World Economic Forum Names Top 5 African Female Innovators

Three of WEF's top five African women innovators (photo via
Three of WEF’s top five African women innovators (photo via

article by Fumnanya Agbugah via

On Friday, the World Economic Forum on Africa presented the five winners of the conference’s challenge to find Africa’s top women innovators. The winners, whose innovations were from the areas including mobile health insurance, solar powered vending carts, bio medical materials and IT training as well as food processing, hail from Kenya, Rwanda, South Africa, Tanzania and Uganda.

Currently, Africa has the youngest population in the world and this is expected to double by 2045. In view of this, several global leaders have attested to the fact that Africa’s future lies in the hands of its youthful population. The region’s start-up businesses are gaining confidence and scale with a growing number of innovations achieving recognition beyond the region’s borders. However, a lot still has to be done in order to create an enabling environment that will allow women to flourish. Due to this set back, the World Economic Forum decided to run this competition to find Africa’s top female innovators especially as the potential of women entrepreneurs is far from optimum.

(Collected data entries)
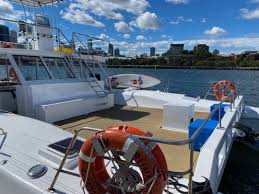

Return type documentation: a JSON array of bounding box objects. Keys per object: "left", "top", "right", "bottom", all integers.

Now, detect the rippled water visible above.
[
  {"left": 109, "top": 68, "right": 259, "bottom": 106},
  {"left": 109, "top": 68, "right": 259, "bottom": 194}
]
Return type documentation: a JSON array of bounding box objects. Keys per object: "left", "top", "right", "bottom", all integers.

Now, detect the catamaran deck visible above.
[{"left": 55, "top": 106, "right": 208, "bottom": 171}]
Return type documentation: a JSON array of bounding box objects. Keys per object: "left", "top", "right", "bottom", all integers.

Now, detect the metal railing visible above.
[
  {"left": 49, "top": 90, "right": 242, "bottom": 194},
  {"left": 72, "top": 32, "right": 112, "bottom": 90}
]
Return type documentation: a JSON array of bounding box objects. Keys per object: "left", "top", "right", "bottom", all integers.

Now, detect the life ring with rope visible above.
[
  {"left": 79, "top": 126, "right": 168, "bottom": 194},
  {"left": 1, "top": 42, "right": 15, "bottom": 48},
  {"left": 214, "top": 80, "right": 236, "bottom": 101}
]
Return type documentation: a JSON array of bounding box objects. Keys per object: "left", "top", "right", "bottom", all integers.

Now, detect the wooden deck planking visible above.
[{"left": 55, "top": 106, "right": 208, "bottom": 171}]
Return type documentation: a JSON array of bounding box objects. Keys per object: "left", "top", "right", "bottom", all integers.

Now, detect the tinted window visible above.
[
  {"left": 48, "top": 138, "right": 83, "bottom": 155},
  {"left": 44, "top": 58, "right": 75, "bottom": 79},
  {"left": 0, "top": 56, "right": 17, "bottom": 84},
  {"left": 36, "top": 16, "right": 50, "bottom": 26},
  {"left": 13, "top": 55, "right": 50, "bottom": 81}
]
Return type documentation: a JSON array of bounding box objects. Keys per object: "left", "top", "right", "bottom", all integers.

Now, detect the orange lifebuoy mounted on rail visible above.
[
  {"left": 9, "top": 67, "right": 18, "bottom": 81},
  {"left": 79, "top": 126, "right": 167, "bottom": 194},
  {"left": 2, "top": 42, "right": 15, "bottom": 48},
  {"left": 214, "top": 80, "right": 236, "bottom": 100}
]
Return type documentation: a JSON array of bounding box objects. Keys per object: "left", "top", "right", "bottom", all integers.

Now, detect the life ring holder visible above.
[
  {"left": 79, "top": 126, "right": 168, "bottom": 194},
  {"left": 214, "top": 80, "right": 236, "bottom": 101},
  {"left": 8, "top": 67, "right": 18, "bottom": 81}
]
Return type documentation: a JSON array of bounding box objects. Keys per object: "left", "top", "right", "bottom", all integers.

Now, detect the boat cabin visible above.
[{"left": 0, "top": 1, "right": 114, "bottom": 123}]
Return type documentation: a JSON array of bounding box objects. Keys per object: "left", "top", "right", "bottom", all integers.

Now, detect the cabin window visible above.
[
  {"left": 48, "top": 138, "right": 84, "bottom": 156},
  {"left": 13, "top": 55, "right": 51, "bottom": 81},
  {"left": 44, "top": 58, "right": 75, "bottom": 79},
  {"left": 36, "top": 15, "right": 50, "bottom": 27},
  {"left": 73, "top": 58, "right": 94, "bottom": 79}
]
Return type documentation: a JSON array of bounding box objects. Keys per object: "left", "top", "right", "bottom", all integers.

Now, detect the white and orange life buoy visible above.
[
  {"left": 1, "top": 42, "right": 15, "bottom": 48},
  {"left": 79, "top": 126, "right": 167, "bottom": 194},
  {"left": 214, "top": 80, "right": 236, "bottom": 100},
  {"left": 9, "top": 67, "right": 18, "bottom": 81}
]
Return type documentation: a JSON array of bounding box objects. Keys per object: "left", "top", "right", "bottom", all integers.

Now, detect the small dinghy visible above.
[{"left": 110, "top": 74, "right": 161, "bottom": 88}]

* * *

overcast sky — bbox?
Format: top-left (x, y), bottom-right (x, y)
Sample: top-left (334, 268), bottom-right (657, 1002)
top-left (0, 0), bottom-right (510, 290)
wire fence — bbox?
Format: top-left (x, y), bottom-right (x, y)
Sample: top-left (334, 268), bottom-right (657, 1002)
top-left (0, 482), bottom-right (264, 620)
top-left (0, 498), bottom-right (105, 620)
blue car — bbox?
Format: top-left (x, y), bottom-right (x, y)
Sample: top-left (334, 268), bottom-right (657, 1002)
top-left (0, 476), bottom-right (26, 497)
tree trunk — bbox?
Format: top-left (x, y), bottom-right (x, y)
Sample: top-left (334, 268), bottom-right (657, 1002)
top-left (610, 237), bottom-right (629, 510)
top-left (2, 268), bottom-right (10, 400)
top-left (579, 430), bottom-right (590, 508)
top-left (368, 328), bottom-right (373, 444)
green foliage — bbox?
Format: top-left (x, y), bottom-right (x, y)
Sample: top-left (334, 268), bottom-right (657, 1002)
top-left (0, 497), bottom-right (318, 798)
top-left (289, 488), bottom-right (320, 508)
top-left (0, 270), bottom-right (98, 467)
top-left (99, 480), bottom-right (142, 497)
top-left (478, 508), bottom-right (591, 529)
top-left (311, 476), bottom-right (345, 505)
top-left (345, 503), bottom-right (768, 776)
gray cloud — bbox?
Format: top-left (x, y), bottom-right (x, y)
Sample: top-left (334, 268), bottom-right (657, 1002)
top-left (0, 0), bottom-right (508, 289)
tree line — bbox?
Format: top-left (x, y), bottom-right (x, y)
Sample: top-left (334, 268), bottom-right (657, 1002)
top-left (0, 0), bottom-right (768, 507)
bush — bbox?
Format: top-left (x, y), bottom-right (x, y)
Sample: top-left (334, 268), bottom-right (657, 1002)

* * *

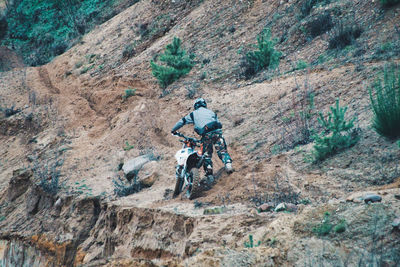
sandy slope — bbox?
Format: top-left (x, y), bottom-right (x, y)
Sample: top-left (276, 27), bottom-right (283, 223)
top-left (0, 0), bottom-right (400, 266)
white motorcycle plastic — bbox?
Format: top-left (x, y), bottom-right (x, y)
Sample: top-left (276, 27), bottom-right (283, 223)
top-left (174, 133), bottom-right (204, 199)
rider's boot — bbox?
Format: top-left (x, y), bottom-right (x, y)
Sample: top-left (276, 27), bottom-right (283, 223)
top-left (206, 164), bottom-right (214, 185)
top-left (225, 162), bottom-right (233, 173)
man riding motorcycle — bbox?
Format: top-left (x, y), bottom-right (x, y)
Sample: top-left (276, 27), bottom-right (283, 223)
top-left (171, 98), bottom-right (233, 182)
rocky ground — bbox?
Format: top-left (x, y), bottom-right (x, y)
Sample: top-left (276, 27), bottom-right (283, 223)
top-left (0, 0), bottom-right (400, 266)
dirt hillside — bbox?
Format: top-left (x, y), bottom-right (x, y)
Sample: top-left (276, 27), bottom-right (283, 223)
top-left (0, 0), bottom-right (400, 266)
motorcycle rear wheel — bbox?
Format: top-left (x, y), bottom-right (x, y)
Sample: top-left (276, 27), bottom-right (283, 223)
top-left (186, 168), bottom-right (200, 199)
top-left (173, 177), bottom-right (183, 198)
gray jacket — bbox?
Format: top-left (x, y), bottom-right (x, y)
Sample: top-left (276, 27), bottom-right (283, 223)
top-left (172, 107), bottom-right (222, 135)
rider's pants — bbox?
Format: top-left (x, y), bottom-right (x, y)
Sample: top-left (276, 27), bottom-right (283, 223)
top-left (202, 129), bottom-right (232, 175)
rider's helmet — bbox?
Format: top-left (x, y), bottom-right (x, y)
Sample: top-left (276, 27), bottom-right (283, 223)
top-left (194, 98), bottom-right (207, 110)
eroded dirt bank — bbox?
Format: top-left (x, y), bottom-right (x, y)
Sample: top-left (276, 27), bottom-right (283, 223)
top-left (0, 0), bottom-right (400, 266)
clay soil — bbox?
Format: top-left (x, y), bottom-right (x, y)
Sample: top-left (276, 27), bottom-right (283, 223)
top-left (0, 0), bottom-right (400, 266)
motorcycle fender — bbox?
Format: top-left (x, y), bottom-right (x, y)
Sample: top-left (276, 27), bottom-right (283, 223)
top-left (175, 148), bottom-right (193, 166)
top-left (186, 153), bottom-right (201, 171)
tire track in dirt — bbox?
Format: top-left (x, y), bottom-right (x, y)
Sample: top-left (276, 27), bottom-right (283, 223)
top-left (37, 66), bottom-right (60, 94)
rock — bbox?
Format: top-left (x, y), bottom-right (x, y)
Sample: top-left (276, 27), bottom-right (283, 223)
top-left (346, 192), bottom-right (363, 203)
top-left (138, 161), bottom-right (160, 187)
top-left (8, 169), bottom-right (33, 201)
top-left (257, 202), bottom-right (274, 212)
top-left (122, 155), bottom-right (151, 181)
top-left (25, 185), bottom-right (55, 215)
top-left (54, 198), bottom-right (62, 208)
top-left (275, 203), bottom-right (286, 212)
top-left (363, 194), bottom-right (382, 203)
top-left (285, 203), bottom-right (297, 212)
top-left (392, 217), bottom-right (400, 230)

» Tasks and exercises
1. Using the article on Africa's top women innovators, decide whether each statement agrees with it: (a) one of the winners is from Nigeria; (b) the winners were presented on a Friday; (c) the article says the potential of women entrepreneurs is far from optimum. For each, answer yes or no and quote the deciding words.
2. Pick up the article on Africa's top women innovators after its final sentence and extend it.

» Results for each task
1.
(a) No: "hail from Kenya, Rwanda, South Africa, Tanzania and Uganda"
(b) Yes: "On Friday, the World Economic Forum on Africa presented the five winners"
(c) Yes: "the potential of women entrepreneurs is far from optimum"

2.
“I strongly believe that the 21st century will be Africa’s century, that its young population has the potential to build a world where they are not only materially better off, but also where things are fairer, more sustainable and more tolerant than at any other time in history. But this will not be achieved unless women are able to make a full contribution. This is why we are showcasing Africa’s best female entrepreneurs in Kigali this week,” said Elsie Kanza, Head of Africa at the World Economic Forum.

Here are Africa’s top female innovators, selected based on the criteria for the WEF Africa challenge. This required entrant companies to be less than three years old, be earning revenue for at least a year and have proven innovation and positive social impact.

Natalie Bitature – Musana Carts, Kampala, Uganda

Natalie Bitature - Musana Carts, Kampala, Uganda

Musana Carts has used frugal innovation to develop environmentally friendly, solar-powered vending carts. With a price point of $400, each Musana Cart saves 3,000 tons of carbon emissions and improves the health of cities by eliminating pollution from charcoal and kerosene stoves.

Audrey Cheng – Moringa School, Nairobi, Kenya


Audrey Cheng established Moringa School to enable an entire generation gain the skills they need to compete in the digital economy. Two years on, graduates work in the top tech companies in the region, earning, on average, 350 percent more than before they completed the course.

Lilian Makoi Rabi – bimaAFYA, Tanzania

• Lilian Makoi Rabi, bimaAFYA, Tanzania

bimaAFYA offers mobile micro-health insurance for the low income and informal sector, enabling healthcare services by drastically reducing costs with its completely mobile, paperless solution. bimaAFYA plans to expand to Kenya, Uganda, Rwanda, Nigeria and Ghana by 2017.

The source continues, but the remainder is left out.